## TEXTO DE PARTIDA
____

Luis Federico Leloir, que en 1970 fuera elegido por la Real Academia de Ciencias de Estocolmo para el Premio Nobel por su trabajo en bioquímica, al descubrir los nucleótidos de azúcar y su función en la biosíntesis de hidratos de carbono. Y Cesar Milstein, Premio Nobel en 1984, por el desarrollo de la técnica de hibridoma para la producción de Anticuerpos Monoclonales.
Los tres, egresados de la Universidad Nacional de Buenos Aires, la universidad pública más reconocida de nuestro país y una de las mas calificadas del mundo donde estudiaron también los otros 2 premios Nobel argentinos merecedores del galardón de la Paz.
Un crítico destacado del elitismo en la investigación científica fue Carlos Varsavsky, doctor en Química en la Facultad de Ciencias Exactas de la UBA y reconocido propulsor de la investigación científica. Estimuló la creatividad del científico y su espíritu nacional, fomentando los estudios de la materia que interesa a cada país, eliminando los trabajos individualistas. con el único fin de satisfacer las necesidades y los intereses de una elite mundial. Es por ello que fue definido como el padre de un “estilo epistemológico” caracterizado por la transparencia, participación y exhaustividad.
Ahora bien, después de lo dicho, lo que merece una reflexión es la situación actual de la investigación científica en la Argentina.
Y sin duda alguna, desde la creación del Ministerio de Ciencia, Tecnología e Innovación en 2007, se han dado avances significativos, sobre todo en la cuantía de la inversión pública en la materia. El Ministerio se asume como el organismo dedicado a financiar la investigación, proveer infraestructura, promover el vínculo armónico entre los sistemas académico y productivo y divulgar los conocimientos producidos por el quehacer científico-tecnológico y sus aplicaciones en la sociedad.
Hay un hilo conductor entre la persistencia y consolidación de organismos cientifico-técnicos como la Comisión Nacional de Energía Atómica, el Instituto Nacional de Tecnología Agropecuaria, con la creación de empresas públicas como INVAP, Nucleoeléctrica Argentina, la Comisión Nacional de Actividades Espaciales y Argentina Satelital - ARSAT, todo lo cual indica una creciente participación estatal en la producción de conocimiento científico, pero también de productos industriales de alta tecnología como reactores nucleares de investigación y producción de radioisótopos; combustible para centrales nucleares de producción de energía eléctrica, así como satélites de observación y satélites de telecomunicaciones, radares 3D y mas recientemente turbinas para producción hidroeléctrica.
Todo esto nos lleva a destacar dos cuestiones. La primera es que cuando la inversión tecnológica, especialmente la que se impulsa desde el Estado, consigue años de desarrollo y consolidación, el país trasciende internacionalmente y conquista mercados altamente competitivos, como el de la producción de radioisótopos. Argentina no tiene dificultades desde el punto de vista de los recursos profesionales ni de formación, dada la altísima calidad de las Universidades Públicas, ni del mismo sistema científico. Entonces, la dificultad no es técnica sino política. Es la estructura de la distribución de la riqueza y del poder económico lo que ha frustrado sistemáticamente el fortalecimiento del país basado en el fruto de la investigación y la economía del conocimiento.

____

## MATERIAL REUNIDO
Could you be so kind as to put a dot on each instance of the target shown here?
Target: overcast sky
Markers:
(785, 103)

____

## CONSIGNA
Cita literalmente el pasaje del texto sobre la investigación científica en la Argentina que va desde "Todo esto nos" hasta "economía del conocimiento.", ambos incluidos.

## SOLUCIÓN
Todo esto nos lleva a destacar dos cuestiones. La primera es que cuando la inversión tecnológica, especialmente la que se impulsa desde el Estado, consigue años de desarrollo y consolidación, el país trasciende internacionalmente y conquista mercados altamente competitivos, como el de la producción de radioisótopos. Argentina no tiene dificultades desde el punto de vista de los recursos profesionales ni de formación, dada la altísima calidad de las Universidades Públicas, ni del mismo sistema científico. Entonces, la dificultad no es técnica sino política. Es la estructura de la distribución de la riqueza y del poder económico lo que ha frustrado sistemáticamente el fortalecimiento del país basado en el fruto de la investigación y la economía del conocimiento.